Stated exercise 1 :: Extract, word for word, the part of the passage on war costs that opens with the words containing "That said, my" and closes with "fight the wars.".
Stated exercise 2 ::
Answer each question from the passage on war costs.
(a) Without the war, about what share of the run-up in debt held by the public would have occurred?
(b) How has all of the war spending been financed, and why?
(c) The aging of which generation is expected to make the country's fiscal state unsustainable?

Provided passage ::
--------------------
2. Could the cuts to public spending have been avoided if there had been no war?

If there were no war, we would have experienced only about 75% of the run-up in debt held by the public.  You might say that we'd then require only 75% of the policy response to increased debt that we will see.

3. Who pays for the wars?

In the short run, holders of U.S. government obligations.  These are private citizens, governments, and pension funds in the U.S. and abroad.  In the long run, present and future (unborn) U.S. taxpayers must pay for them eventually because they are the providers of U.S. government revenues that ultimately pay debts.

4. The money used on wars does not disappear in thin air. Who has been making money on the wars?

The specifics are unclear to me because it isn't entirely obvious who supplies the goods and services purchased by the Defense Department (and others).  They include U.S. corporations and workers, including private contractors, and foreign corporations and workers.  The split between domestic and foreign suppliers is unknown to me.

That said, my estimates suggest that if past trends are relevant for current experience (which may or may not be true), then it is likely that the U.S. economy is "making money on the wars" because U.S. national income tends to rise when defense spending increases.  U.S. firms and workers earn more because they are producing more goods and services purchased by the U.S. government to fight the wars.

5. Some years ago, Joseph Stiglitz and Linda Bilmes estimated the costs on war in Iraq on 3 trillion U-$. In the foreword of his book "The true cost of the Iraq war", he says that the sum is huge, but would not harm US-American state budget in an extreme way. Today, US-budget debt is more than 14 trillion US-$. Did Stiglitz underestimate the impact of war on US debt?

No, but it is true that three trillion is if anything a conservative estimate. Public finances are strained primarily because of the large recession and unprecedented fiscal policy response. Politics aside, I would not say that the country's current fiscal state is unsustainable. Rather, it will become unsustainable with the aging of the baby boom generation due to entitlement spending. Or if another massive recession hits before fiscal sustainability can be reattained.

6. How has the war in Iraq, Afghanistan and Pakistan been financed so far? (I mean, are there differences in financing by the Bush or the Obama administration)?

No differences. All of it has been borrowed because the budget has been in deficit all along.

7. Which negative impacts of the costs of war can the US-citizen feel right now and/or will feel in the future? (I mean: Will the next generation have to pay for the war in Iraq and Afghanistan and how much?)

Economists believe and studies have shown that increased government debt raises interest rates and crowds out productive capital. Future generations will inherit a smaller capital stock and thus lower productivity and wages, in addition to increased tax burdens to pay the larger debt. Higher interest rates se counterintuitive currently given the Fed's actions, but evidence suggests long-term interest rates rise with government debt. These include mortgage rates and rates on corporate borrowing, which may be temporarily low now due to monetary policy but will likely rise in the future.

8. The US has been harshly critiziced by other states for the wars in Iraq, Afghanistan and Pakistan. Did the reputation of US-economy suffer from the wars since 9/11?

I'm not sure what connection there may be between government war policy, reputation or public perception, and economic transactions.

9. Maybe a little bit to far-fetched - but are there any effects of the wars on the economy of Europe?

I don't know.
--------------------
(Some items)
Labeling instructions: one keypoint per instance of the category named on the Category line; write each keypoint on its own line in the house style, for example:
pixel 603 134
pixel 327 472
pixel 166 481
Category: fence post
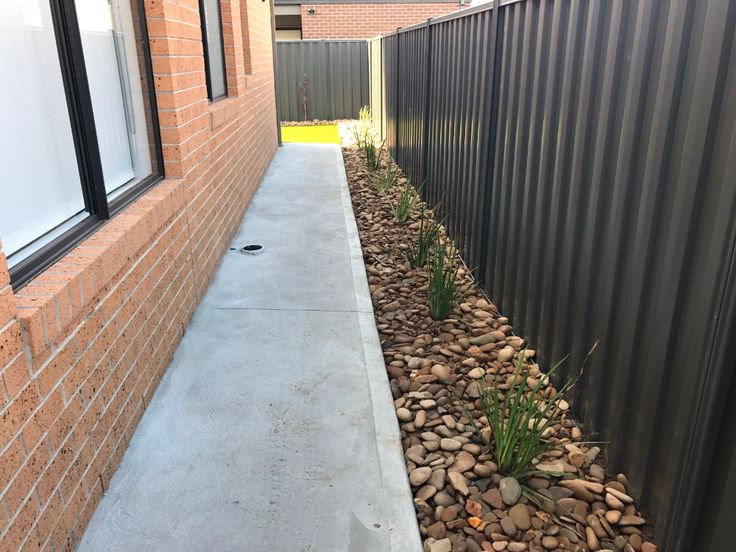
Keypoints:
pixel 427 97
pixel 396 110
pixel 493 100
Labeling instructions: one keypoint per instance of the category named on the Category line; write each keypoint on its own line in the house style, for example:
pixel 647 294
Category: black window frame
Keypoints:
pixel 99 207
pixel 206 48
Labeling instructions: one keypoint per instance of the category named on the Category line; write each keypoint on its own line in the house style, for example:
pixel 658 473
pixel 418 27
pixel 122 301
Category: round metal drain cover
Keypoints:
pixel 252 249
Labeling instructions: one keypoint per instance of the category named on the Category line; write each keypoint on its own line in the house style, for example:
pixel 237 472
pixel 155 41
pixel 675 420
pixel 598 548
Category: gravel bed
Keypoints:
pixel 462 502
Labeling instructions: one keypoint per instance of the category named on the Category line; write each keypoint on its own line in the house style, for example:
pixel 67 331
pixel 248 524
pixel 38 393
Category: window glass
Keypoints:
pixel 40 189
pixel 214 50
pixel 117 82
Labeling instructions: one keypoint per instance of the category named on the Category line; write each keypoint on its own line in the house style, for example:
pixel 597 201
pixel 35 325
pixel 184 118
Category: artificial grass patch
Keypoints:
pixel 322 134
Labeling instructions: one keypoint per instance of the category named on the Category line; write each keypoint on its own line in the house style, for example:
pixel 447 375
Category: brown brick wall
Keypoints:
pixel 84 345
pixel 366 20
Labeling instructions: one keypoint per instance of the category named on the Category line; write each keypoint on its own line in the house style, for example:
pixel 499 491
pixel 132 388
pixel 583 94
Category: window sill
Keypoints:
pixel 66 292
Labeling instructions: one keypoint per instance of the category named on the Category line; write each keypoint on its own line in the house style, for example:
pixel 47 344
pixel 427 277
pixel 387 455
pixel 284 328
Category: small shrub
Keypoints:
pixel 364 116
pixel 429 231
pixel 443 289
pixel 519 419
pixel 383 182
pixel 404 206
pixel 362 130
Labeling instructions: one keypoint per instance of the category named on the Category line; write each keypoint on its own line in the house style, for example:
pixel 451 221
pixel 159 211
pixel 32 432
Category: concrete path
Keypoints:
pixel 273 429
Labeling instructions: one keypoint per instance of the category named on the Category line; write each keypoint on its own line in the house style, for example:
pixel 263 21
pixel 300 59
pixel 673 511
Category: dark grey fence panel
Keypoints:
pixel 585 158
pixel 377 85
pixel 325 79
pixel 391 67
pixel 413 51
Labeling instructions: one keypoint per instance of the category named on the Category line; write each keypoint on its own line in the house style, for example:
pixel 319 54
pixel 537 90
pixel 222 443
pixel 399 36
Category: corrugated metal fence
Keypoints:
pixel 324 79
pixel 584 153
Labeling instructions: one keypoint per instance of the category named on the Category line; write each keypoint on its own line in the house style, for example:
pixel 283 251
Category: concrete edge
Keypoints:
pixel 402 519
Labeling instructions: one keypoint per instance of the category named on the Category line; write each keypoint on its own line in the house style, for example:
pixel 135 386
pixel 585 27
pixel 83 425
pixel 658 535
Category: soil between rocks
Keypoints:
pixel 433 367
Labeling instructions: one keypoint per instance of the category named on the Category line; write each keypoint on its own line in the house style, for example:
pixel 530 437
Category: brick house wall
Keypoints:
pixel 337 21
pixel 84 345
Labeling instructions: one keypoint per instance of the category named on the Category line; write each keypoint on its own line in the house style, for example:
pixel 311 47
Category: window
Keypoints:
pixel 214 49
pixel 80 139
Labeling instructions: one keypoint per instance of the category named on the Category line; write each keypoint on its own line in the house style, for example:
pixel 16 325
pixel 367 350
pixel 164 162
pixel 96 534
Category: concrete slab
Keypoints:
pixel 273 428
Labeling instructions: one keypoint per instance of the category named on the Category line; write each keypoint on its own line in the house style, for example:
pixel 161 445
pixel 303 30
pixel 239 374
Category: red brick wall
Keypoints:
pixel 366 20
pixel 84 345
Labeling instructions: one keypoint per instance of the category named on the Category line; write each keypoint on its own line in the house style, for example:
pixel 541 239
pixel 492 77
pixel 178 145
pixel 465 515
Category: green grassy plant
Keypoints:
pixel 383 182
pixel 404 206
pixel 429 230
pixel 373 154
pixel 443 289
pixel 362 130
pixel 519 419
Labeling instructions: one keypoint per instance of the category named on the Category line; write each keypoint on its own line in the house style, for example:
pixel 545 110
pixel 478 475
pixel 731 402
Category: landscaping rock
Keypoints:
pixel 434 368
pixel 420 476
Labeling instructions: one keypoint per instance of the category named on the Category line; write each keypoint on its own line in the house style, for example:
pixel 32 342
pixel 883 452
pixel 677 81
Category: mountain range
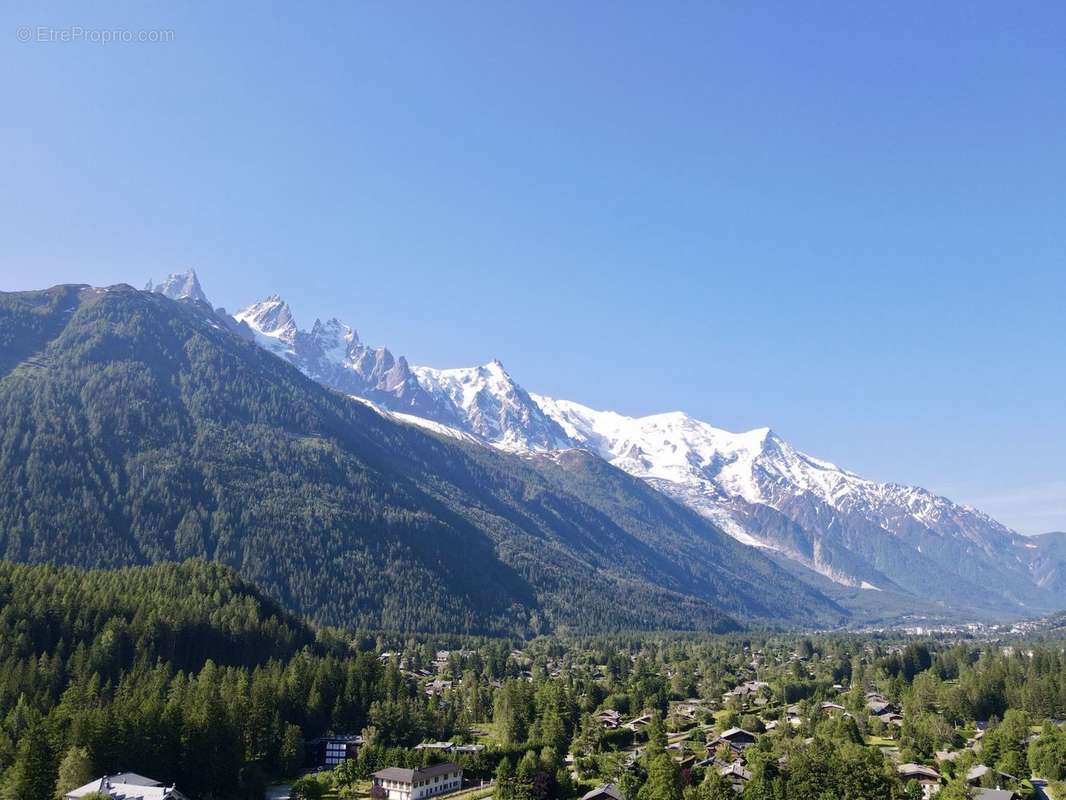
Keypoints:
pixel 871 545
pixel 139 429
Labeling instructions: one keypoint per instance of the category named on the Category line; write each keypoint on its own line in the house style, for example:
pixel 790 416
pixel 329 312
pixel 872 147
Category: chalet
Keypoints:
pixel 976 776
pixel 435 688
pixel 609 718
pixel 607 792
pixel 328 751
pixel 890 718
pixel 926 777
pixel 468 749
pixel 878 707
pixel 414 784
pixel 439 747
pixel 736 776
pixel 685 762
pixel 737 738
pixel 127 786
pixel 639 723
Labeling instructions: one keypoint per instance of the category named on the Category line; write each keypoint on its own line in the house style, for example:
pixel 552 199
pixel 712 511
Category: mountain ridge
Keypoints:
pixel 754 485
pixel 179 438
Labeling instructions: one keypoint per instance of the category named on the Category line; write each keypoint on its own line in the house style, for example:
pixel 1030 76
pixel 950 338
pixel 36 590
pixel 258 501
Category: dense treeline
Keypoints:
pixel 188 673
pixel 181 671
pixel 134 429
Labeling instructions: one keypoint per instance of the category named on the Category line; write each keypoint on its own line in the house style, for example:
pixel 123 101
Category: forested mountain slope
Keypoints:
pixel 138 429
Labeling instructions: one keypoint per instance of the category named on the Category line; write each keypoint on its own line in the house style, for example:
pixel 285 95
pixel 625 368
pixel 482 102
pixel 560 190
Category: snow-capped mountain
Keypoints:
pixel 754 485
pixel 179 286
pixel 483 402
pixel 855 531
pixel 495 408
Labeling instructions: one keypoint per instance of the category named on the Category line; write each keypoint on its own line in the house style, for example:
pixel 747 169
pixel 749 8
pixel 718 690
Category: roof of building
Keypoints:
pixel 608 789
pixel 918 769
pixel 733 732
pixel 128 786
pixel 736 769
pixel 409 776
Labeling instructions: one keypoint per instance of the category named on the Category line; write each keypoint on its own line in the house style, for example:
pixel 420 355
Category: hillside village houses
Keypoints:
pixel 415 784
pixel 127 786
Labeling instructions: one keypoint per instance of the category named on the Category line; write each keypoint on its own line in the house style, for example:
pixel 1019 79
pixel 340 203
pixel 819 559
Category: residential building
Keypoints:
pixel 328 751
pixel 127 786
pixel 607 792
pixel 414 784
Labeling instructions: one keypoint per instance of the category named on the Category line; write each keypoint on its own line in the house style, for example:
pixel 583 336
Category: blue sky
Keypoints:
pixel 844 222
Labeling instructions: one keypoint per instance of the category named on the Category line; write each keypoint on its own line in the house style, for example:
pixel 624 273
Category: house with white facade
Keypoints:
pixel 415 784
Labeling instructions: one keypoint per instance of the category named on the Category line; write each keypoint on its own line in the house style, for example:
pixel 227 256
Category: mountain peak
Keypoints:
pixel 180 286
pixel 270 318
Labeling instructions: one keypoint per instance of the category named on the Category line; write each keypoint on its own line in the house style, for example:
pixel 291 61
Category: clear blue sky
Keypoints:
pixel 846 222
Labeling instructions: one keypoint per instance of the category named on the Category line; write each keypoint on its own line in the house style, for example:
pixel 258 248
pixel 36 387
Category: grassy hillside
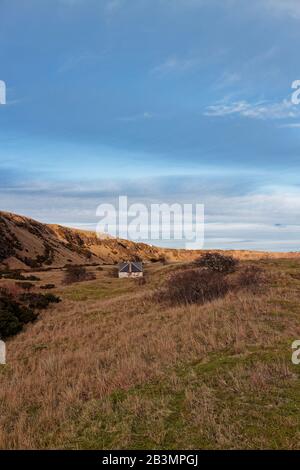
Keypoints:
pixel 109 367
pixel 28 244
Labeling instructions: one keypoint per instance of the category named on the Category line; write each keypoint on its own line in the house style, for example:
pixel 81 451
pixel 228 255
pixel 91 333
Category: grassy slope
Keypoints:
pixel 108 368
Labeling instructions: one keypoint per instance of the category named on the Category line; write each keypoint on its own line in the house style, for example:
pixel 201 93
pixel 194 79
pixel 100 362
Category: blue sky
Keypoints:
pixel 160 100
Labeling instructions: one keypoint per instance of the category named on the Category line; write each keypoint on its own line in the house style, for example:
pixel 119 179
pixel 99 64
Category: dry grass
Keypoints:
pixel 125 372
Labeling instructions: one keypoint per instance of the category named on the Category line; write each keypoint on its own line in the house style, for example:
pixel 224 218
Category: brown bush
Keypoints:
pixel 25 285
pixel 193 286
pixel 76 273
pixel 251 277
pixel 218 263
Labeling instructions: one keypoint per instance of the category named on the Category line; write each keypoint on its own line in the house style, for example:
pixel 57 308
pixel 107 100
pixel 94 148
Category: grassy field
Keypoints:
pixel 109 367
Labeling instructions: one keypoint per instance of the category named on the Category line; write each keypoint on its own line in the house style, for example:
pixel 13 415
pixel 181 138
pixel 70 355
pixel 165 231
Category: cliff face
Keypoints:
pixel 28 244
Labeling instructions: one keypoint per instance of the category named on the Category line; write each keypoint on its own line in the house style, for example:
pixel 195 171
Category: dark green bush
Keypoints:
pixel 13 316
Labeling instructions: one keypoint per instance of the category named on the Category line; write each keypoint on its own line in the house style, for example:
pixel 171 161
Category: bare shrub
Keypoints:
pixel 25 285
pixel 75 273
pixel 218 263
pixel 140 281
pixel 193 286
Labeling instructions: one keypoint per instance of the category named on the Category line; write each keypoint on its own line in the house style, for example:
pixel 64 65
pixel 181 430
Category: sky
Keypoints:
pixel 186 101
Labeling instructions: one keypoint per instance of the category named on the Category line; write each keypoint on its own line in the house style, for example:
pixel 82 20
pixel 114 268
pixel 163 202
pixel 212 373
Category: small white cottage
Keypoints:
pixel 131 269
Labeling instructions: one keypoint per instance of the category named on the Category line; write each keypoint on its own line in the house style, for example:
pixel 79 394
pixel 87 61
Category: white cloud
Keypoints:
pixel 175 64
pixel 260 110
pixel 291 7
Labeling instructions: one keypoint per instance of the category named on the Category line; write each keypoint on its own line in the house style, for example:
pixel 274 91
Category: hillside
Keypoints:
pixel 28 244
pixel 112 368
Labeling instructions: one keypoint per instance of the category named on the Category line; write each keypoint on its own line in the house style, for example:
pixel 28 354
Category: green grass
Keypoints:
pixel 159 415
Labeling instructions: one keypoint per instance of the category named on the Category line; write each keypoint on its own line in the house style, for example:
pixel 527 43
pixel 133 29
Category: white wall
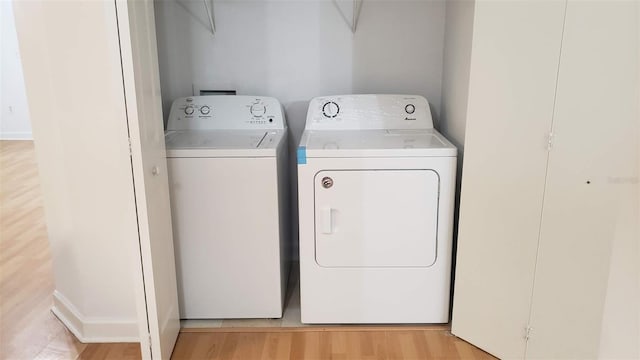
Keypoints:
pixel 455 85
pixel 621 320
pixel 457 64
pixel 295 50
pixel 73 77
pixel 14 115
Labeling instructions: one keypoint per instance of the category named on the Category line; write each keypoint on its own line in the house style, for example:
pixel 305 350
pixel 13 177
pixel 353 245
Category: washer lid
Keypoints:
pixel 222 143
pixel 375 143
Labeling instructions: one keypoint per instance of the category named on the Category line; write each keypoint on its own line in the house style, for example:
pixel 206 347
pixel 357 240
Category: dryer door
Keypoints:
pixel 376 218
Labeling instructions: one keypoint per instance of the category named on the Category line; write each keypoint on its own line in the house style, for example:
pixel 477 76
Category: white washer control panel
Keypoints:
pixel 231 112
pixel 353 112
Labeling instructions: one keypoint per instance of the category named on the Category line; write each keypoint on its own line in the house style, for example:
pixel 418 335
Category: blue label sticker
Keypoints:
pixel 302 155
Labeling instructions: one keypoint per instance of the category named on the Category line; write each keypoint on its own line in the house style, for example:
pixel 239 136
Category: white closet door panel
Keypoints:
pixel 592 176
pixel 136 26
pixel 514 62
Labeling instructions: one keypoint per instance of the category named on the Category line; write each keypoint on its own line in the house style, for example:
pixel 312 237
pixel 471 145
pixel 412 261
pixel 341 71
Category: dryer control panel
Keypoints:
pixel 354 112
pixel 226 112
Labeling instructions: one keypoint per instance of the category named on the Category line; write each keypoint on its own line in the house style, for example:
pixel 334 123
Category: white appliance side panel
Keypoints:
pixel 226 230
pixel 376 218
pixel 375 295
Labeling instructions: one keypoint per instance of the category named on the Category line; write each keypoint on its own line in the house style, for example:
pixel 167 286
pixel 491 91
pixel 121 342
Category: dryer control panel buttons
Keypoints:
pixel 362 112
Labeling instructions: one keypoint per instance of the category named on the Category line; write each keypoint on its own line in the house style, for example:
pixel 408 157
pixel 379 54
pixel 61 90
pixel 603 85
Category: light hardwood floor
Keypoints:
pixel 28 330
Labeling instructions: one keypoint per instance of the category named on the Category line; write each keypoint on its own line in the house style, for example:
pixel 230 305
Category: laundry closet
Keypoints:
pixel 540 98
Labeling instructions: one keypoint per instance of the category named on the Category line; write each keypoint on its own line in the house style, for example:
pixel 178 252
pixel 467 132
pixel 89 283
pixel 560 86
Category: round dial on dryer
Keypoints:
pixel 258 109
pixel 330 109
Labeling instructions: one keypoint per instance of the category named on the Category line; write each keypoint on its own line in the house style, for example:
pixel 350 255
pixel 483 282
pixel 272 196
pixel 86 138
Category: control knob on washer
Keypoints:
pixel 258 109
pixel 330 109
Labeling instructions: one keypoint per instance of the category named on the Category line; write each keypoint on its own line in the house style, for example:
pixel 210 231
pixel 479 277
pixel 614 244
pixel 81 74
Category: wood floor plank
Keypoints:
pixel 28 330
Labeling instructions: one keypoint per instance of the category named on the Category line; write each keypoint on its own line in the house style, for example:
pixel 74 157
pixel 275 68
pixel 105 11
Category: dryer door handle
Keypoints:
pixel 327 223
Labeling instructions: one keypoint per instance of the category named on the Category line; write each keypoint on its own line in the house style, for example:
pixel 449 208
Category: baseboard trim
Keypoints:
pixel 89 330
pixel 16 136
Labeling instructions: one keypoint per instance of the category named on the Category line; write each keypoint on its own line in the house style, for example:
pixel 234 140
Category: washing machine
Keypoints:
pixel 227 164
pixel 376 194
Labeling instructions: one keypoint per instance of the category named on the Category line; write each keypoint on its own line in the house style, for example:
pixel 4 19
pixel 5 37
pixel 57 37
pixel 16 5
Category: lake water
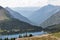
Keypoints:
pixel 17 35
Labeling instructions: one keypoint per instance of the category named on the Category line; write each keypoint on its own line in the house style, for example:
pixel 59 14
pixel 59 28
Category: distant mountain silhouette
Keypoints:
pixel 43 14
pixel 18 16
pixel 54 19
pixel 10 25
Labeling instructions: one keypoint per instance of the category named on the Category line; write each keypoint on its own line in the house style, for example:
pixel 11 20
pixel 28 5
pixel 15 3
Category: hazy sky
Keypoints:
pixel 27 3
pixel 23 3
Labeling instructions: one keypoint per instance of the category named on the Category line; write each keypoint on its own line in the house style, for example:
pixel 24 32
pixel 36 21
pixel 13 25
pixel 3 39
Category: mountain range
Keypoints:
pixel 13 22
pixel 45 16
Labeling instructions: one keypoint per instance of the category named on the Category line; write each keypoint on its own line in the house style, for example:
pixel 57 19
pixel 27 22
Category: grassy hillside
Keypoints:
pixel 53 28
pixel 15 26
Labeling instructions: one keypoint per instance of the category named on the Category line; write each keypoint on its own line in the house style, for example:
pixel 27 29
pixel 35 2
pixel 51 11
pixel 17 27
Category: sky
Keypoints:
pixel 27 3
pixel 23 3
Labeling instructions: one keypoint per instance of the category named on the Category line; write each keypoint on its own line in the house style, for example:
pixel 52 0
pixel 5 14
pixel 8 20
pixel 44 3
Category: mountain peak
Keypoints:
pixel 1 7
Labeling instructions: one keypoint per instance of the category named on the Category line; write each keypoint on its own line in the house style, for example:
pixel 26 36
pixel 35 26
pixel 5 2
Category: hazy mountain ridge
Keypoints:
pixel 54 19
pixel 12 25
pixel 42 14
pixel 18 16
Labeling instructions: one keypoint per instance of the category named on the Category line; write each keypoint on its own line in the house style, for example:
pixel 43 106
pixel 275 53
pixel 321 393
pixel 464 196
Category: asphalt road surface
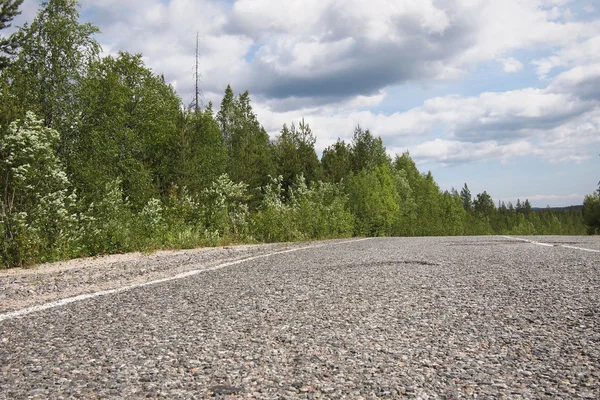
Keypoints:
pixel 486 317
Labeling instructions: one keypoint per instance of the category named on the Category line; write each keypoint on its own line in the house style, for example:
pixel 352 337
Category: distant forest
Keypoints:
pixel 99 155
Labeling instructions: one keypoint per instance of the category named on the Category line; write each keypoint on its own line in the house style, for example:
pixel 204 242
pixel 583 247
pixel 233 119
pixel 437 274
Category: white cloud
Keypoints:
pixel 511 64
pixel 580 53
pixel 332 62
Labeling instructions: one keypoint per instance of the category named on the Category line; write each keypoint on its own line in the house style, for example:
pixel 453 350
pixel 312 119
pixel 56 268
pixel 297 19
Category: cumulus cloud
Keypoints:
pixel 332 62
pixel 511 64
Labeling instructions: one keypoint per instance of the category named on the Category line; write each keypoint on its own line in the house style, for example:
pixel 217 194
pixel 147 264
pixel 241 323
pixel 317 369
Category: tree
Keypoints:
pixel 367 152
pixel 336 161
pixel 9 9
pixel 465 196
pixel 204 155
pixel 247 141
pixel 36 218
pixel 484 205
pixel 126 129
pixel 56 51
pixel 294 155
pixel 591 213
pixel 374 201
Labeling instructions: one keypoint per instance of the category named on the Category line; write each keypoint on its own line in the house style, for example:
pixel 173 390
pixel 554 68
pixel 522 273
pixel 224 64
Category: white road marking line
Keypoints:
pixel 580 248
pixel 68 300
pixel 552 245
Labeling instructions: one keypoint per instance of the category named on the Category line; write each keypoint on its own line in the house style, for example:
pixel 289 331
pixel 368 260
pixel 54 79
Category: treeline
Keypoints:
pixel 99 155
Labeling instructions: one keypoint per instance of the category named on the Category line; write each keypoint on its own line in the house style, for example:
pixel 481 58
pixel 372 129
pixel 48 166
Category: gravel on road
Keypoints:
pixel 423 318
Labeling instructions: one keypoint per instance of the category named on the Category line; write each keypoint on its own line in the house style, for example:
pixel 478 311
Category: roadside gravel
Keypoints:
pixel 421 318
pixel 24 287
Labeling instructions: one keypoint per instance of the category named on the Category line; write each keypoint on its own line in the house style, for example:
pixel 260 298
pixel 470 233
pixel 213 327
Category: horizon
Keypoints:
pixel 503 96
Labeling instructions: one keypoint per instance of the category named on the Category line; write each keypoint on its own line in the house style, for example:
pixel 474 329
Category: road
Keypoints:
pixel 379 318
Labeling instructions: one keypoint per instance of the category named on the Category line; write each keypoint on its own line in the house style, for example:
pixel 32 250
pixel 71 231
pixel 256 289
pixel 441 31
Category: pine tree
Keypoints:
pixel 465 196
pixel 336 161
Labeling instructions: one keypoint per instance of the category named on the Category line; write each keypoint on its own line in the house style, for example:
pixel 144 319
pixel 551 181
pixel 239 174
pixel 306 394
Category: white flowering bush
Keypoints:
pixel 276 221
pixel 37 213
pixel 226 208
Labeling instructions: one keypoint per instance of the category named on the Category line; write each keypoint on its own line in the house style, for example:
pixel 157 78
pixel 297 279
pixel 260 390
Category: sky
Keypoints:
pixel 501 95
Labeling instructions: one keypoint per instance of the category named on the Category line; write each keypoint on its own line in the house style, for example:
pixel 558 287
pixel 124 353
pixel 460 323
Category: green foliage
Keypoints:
--------------------
Written response 1 ::
That said, my estimates suggest that if past trends are relevant for current experience (which may or may not be true), then it is likely that the U.S. economy is "making money on the wars" because U.S. national income tends to rise when defense spending increases.  U.S. firms and workers earn more because they are producing more goods and services purchased by the U.S. government to fight the wars.

Written response 2 ::
(a) About 75%.
(b) All of it has been borrowed, because the budget has been in deficit all along.
(c) The baby boom generation, due to entitlement spending.